TASK = The reply should consist of one number, the count of lines below in which the word "column" appears.

Records from a data collection:
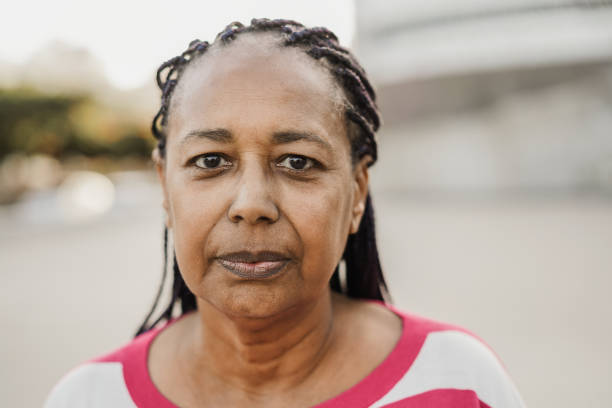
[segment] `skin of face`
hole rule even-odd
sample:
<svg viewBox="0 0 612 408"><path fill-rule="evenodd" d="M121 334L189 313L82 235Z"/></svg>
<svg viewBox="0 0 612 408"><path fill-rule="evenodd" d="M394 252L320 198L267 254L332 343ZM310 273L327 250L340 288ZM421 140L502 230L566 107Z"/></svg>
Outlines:
<svg viewBox="0 0 612 408"><path fill-rule="evenodd" d="M329 279L367 194L367 158L351 162L338 88L326 68L274 39L245 35L184 72L164 158L154 152L177 262L198 303L236 318L291 314ZM273 251L264 279L219 257Z"/></svg>

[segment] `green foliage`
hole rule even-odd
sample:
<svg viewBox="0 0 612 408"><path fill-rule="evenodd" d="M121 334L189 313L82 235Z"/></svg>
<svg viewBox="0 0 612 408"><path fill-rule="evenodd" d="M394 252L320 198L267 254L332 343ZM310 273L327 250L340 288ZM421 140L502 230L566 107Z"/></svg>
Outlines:
<svg viewBox="0 0 612 408"><path fill-rule="evenodd" d="M85 96L0 90L0 160L10 153L149 157L146 125L115 116Z"/></svg>

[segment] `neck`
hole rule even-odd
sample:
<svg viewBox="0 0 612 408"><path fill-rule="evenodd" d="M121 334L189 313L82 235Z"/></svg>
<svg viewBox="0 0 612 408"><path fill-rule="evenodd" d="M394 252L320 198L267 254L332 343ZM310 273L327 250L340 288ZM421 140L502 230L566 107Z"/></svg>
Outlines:
<svg viewBox="0 0 612 408"><path fill-rule="evenodd" d="M198 303L192 345L196 370L213 374L246 393L282 391L302 384L332 343L332 302L328 293L268 318L227 316Z"/></svg>

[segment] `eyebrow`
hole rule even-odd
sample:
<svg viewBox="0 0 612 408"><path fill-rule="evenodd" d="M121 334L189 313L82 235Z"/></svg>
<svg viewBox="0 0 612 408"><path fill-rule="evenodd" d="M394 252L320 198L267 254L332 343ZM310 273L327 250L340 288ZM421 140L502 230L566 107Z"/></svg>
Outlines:
<svg viewBox="0 0 612 408"><path fill-rule="evenodd" d="M293 132L293 131L276 132L272 135L272 140L274 141L275 144L286 144L286 143L305 141L305 142L316 143L319 146L325 149L328 149L328 150L333 150L331 145L328 142L326 142L325 140L321 139L319 136L313 133Z"/></svg>
<svg viewBox="0 0 612 408"><path fill-rule="evenodd" d="M234 140L232 133L227 129L198 129L187 133L183 140L181 140L181 144L193 138L205 138L217 143L231 143ZM300 141L316 143L325 149L333 150L328 142L313 133L283 131L272 134L272 142L274 144L287 144Z"/></svg>
<svg viewBox="0 0 612 408"><path fill-rule="evenodd" d="M219 143L231 143L232 140L234 140L232 133L226 129L198 129L187 133L183 140L181 140L181 144L184 144L193 138L205 138Z"/></svg>

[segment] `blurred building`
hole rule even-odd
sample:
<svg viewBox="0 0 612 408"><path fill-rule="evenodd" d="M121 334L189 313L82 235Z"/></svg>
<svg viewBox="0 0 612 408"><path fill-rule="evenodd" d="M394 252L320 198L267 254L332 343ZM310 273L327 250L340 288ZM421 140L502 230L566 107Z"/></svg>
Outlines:
<svg viewBox="0 0 612 408"><path fill-rule="evenodd" d="M612 1L357 0L379 189L612 193Z"/></svg>

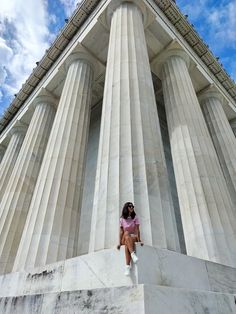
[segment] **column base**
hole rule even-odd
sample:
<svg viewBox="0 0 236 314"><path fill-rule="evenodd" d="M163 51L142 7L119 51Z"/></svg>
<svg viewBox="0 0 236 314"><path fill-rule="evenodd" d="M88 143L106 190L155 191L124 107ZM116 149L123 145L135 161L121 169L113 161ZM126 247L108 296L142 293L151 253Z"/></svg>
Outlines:
<svg viewBox="0 0 236 314"><path fill-rule="evenodd" d="M0 276L1 313L234 313L236 269L169 250L107 249Z"/></svg>

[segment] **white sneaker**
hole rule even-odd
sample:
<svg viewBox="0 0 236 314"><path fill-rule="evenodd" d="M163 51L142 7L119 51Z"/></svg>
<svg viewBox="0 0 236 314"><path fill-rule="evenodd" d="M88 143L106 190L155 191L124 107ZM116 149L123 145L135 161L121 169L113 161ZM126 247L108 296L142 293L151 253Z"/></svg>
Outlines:
<svg viewBox="0 0 236 314"><path fill-rule="evenodd" d="M131 258L132 258L132 261L134 262L134 264L136 264L137 261L138 261L138 257L137 257L137 255L134 252L131 253Z"/></svg>
<svg viewBox="0 0 236 314"><path fill-rule="evenodd" d="M130 275L130 265L126 265L125 266L125 276L129 276Z"/></svg>

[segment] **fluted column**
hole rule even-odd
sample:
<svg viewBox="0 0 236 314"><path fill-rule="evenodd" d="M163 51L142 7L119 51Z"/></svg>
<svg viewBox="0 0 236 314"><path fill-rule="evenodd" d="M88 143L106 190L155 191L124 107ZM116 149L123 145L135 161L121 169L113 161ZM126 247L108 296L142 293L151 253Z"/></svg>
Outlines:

SOLUTION TO THE EXERCISE = 2